Extrait choisi.
'''
Retour à l’envoyeur

En expulsant des Français, Dakar manifeste son dépit de voir Paris refouler ses propres ressortissants interdits de séjour en France.

Publié le 7 juillet 2003 Lecture : 5 minutes.

Sur le groupe de trente citoyens français que le Sénégal avait prévu d’expulser, seuls neuf l’ont finalement été, le 28 juin, au petit matin, dans un vol d’Air Sénégal International. À la station touristique de Saly, à 80 kilomètres de Dakar, où six d’entre eux ont été appréhendés, l’heure est aux interrogations.
« Nous sommes inquiets. Nous ne comprenons pas les vraies raisons de cette mesure. Il y a ici beaucoup de Français en situation irrégulière sans pour autant avoir des démêlés avec la justice. De même qu’on en trouve qui ont eu maille à partir avec la justice, alors qu’au plan administratif ils sont parfaitement en règle. Au vu du profil des six qui ont été expulsés d’ici, nous ne sommes pas fixés sur les motifs réels. C’est pourquoi tout le monde s’interroge. » Laurent Tarjon, qui nous tient ses propos à Saly, a failli être du lot des expulsés. « Par erreur », confie-t-il. Son nom figurait sur la liste des gendarmes.
'''
Données.
'''
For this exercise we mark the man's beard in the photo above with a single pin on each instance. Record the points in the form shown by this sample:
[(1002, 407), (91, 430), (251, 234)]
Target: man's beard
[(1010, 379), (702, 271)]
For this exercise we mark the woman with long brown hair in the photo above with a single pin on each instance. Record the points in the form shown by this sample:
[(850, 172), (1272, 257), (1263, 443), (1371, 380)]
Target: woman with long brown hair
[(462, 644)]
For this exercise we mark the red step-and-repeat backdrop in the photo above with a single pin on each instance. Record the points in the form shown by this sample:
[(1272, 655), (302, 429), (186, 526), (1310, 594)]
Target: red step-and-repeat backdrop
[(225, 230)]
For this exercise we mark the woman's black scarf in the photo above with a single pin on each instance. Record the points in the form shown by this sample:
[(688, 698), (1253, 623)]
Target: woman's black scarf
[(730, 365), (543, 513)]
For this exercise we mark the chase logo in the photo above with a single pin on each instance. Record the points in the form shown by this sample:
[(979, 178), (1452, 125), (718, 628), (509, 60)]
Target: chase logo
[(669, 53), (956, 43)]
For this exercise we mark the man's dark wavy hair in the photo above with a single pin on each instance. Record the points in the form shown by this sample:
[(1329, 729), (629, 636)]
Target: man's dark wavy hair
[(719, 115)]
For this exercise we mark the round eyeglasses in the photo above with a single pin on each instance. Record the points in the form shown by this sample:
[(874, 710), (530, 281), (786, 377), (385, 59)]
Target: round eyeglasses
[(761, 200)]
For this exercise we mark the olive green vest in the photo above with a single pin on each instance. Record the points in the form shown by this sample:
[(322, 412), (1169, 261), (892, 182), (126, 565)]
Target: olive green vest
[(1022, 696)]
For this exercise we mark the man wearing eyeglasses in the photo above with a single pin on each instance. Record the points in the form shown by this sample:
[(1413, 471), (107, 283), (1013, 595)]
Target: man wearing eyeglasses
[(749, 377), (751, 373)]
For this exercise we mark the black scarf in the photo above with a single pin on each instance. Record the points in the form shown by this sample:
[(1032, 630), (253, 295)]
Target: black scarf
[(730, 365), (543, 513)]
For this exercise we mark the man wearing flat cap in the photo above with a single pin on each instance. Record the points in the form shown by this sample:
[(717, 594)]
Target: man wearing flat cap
'''
Consigne.
Pour chaque affirmation, dites par oui ou non si elle s'accorde avec l'extrait sur l'expulsion de Français par le Sénégal, en citant les mots de l'extrait qui tranchent.
1. Les trente Français que le Sénégal voulait expulser l'ont tous été.
2. Six des Français expulsés ont été arrêtés à Saly.
3. Le nom de Laurent Tarjon se trouvait sur la liste des gendarmes.
Ces données n'ont rien à voir avec l'extrait.

Réponse complète.
1. Non : « Sur le groupe de trente citoyens français que le Sénégal avait prévu d’expulser, seuls neuf l’ont finalement été »
2. Oui : « À la station touristique de Saly, à 80 kilomètres de Dakar, où six d’entre eux ont été appréhendés »
3. Oui : « Son nom figurait sur la liste des gendarmes. »